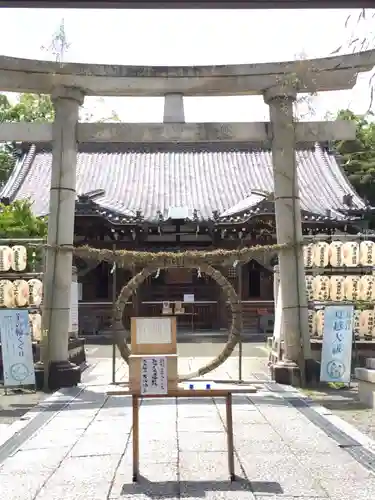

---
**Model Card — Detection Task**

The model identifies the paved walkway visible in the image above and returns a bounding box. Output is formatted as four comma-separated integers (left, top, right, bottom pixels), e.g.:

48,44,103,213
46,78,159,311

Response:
0,359,375,500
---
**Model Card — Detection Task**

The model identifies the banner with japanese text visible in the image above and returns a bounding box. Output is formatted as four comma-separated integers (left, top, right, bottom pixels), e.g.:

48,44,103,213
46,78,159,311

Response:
320,305,354,383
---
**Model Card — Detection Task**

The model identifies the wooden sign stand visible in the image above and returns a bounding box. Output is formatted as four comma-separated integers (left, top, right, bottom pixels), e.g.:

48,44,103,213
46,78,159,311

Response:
107,317,256,482
129,316,178,396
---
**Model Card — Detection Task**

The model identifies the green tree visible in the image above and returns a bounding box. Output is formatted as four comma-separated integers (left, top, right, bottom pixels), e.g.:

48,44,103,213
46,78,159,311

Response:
0,94,54,185
0,200,47,238
335,109,375,205
0,94,120,186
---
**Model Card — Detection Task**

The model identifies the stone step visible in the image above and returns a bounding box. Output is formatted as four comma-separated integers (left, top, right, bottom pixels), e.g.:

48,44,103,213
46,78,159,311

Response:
355,368,375,384
366,358,375,370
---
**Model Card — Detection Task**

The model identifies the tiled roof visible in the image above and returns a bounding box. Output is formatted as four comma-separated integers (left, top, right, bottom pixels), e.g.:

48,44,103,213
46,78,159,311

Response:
1,145,365,220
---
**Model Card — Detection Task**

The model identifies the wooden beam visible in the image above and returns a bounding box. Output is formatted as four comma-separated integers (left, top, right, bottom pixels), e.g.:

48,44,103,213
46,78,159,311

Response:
0,120,355,144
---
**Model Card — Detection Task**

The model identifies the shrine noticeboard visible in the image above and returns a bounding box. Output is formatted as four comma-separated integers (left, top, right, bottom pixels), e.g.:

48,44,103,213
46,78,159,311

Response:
141,356,168,396
131,316,177,355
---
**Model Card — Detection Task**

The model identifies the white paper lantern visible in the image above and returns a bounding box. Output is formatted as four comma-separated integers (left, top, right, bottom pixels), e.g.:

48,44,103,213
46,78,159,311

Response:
353,309,361,338
29,279,43,307
316,309,324,338
0,280,15,307
13,280,29,307
359,241,375,267
313,241,329,267
312,276,330,302
303,243,314,268
306,276,314,301
329,241,343,267
29,313,42,342
359,309,374,338
329,276,345,302
358,276,375,302
0,245,13,272
342,241,359,267
11,245,27,271
344,276,360,301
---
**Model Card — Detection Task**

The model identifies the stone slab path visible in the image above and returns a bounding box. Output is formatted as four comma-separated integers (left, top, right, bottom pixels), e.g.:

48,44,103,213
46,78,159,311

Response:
0,359,375,500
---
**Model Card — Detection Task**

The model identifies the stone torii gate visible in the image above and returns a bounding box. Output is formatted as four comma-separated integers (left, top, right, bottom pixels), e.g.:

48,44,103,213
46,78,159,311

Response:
0,51,375,389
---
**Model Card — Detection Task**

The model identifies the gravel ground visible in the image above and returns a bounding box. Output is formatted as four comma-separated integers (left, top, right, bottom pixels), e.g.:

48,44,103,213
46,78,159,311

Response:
0,342,375,439
0,388,48,425
305,382,375,439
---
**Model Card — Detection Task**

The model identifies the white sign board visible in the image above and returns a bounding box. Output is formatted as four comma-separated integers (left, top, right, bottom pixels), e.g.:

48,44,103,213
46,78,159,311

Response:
69,281,79,335
141,356,168,395
320,305,354,383
0,309,35,387
136,318,172,344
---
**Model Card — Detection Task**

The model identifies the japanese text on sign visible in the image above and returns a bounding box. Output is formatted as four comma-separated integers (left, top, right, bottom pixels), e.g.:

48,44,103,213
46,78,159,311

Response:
320,305,354,383
141,356,168,395
0,309,35,387
136,318,172,344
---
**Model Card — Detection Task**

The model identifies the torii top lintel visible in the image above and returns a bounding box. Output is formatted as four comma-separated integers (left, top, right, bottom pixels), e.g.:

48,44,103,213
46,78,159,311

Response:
0,50,375,97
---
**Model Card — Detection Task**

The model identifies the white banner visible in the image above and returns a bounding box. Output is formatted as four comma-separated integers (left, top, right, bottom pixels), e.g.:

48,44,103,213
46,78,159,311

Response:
320,305,354,383
141,356,168,396
69,281,79,335
135,318,172,344
0,309,35,387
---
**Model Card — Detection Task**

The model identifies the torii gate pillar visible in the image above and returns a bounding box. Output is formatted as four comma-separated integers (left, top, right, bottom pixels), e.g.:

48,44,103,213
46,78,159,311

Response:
264,85,312,385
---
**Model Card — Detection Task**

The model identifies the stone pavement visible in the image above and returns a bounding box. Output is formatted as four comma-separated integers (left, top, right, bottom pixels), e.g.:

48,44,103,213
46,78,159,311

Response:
0,359,375,500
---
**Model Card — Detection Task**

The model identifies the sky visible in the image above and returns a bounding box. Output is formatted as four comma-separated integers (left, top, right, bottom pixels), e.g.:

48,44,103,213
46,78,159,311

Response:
0,9,375,122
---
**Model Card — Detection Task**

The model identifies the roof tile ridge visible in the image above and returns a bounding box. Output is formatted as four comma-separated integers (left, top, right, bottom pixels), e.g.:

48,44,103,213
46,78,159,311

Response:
0,144,36,200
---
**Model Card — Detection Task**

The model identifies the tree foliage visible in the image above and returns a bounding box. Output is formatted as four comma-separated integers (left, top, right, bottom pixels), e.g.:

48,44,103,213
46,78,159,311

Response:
335,109,375,206
0,200,47,238
0,94,54,185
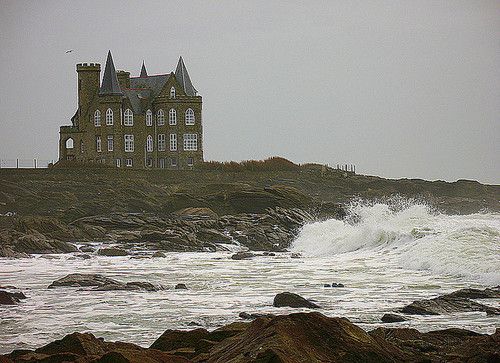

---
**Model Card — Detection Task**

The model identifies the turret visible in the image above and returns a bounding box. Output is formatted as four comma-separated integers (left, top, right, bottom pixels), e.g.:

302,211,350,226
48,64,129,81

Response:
76,63,101,110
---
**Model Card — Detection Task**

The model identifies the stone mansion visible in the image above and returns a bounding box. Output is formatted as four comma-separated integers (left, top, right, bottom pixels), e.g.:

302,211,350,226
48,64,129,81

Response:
59,52,203,169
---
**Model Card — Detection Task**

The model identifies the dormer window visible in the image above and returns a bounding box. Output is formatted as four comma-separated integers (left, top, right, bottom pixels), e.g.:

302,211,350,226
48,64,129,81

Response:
146,110,153,126
156,109,165,126
94,110,101,127
106,108,113,126
185,108,194,125
168,108,177,125
123,108,134,126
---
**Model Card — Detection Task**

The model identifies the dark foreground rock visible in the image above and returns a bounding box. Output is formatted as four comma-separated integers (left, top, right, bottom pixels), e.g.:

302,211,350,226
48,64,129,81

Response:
0,312,500,363
273,292,320,309
48,273,162,291
400,286,500,315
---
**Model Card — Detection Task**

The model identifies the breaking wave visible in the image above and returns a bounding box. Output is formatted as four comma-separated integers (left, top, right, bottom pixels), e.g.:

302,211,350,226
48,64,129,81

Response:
292,198,500,284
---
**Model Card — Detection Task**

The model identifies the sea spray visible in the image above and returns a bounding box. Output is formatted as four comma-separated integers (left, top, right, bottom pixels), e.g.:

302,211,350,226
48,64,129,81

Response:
292,198,500,284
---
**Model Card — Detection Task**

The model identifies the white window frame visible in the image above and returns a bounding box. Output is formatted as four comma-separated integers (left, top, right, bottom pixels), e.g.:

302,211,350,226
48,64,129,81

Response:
94,110,101,127
146,135,153,153
123,135,134,153
156,108,165,126
108,135,115,151
157,134,165,151
169,134,177,151
106,108,113,126
183,134,198,151
184,108,195,125
123,108,134,126
95,136,102,153
168,108,177,126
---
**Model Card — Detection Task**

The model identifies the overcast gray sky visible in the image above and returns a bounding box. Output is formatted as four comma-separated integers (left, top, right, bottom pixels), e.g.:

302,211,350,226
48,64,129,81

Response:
0,0,500,184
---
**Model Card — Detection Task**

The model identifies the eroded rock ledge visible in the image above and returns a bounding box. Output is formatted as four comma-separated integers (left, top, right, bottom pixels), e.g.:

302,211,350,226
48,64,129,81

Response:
0,312,500,363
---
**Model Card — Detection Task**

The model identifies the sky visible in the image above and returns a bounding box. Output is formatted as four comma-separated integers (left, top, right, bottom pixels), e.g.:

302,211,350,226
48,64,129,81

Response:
0,0,500,184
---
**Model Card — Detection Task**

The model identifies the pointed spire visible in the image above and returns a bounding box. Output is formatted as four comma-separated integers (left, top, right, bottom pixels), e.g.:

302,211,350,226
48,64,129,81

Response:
139,61,148,77
175,57,197,96
99,51,123,96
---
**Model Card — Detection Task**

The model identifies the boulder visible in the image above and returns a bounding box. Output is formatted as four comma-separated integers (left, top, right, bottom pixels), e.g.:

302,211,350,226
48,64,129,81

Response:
231,251,256,260
49,273,121,289
400,295,500,315
380,313,408,323
273,292,320,309
0,290,26,305
205,313,410,363
97,247,128,257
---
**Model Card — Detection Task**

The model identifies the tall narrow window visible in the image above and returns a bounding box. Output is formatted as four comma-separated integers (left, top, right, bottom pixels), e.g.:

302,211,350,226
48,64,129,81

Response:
94,110,101,127
185,108,194,125
168,108,177,125
106,108,113,126
95,136,102,153
184,134,198,151
108,135,115,151
158,134,165,151
170,134,177,151
146,135,153,153
125,135,134,153
123,108,134,126
146,110,153,126
156,109,165,126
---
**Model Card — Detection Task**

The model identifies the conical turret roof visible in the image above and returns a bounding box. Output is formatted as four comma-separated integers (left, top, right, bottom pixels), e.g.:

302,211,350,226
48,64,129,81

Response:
175,57,197,96
99,51,123,96
139,61,148,77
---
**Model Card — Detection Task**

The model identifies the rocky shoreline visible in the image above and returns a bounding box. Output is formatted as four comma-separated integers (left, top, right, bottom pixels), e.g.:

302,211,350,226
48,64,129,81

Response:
0,284,500,363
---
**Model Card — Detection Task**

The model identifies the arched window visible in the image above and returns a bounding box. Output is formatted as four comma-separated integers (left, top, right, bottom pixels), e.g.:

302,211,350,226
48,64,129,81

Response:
94,110,101,127
123,108,134,126
66,137,74,149
146,135,153,153
168,108,177,125
186,108,194,125
106,108,113,126
146,110,153,126
156,109,165,126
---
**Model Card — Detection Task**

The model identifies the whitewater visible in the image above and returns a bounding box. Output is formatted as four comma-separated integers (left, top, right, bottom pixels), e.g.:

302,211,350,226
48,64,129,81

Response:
0,199,500,353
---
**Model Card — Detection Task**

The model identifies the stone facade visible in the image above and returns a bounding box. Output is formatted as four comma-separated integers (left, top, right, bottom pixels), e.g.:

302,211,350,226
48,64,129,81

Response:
59,53,203,169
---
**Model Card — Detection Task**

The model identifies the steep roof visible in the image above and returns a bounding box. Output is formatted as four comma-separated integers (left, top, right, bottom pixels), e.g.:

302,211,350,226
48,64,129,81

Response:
175,57,197,96
139,61,148,78
99,51,123,96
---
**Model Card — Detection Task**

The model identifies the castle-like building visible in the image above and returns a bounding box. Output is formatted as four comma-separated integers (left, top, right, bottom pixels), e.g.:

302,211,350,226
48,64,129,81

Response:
59,52,203,169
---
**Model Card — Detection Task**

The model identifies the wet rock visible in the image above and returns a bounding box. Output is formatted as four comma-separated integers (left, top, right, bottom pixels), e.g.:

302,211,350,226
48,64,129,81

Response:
380,313,408,323
97,247,128,257
49,273,121,289
238,312,275,320
206,313,409,362
0,290,26,305
231,251,256,260
400,295,500,315
273,292,320,309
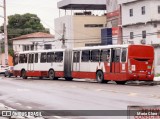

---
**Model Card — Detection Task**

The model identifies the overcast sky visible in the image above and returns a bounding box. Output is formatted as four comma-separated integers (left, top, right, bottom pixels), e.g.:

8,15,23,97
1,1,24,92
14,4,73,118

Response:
0,0,60,34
----
Can you quote the records verbatim, from their start up to and including the line with "129,316,178,396", and leave the pictures out of your answer?

---
**Model Card — Detection Task**

The model identifies the paved walkway visible in the image above and returns a bounding box. Output is formatted as four comma-separated integers (left, top, right, bottom pixels), e.g.:

48,44,103,213
46,78,159,311

Response:
0,359,375,500
---
**Model Card — Detection Task**

The model identifies the banner with japanese text visible in the image above and returns a bounding box. Output is formatted as four comma-separated integers (left, top, right, bottom pixels), e.g.:

48,44,103,213
46,78,159,311

Response:
320,305,354,383
---
**Model Card — Detection Task**

The model identifies the wooden sign stand visible in the image above and returns a bounding box. Output is formatted as four comma-separated integers (left, top, right, bottom pixels), e.g.:

48,44,103,213
46,78,159,311

Response:
107,317,256,482
129,316,178,396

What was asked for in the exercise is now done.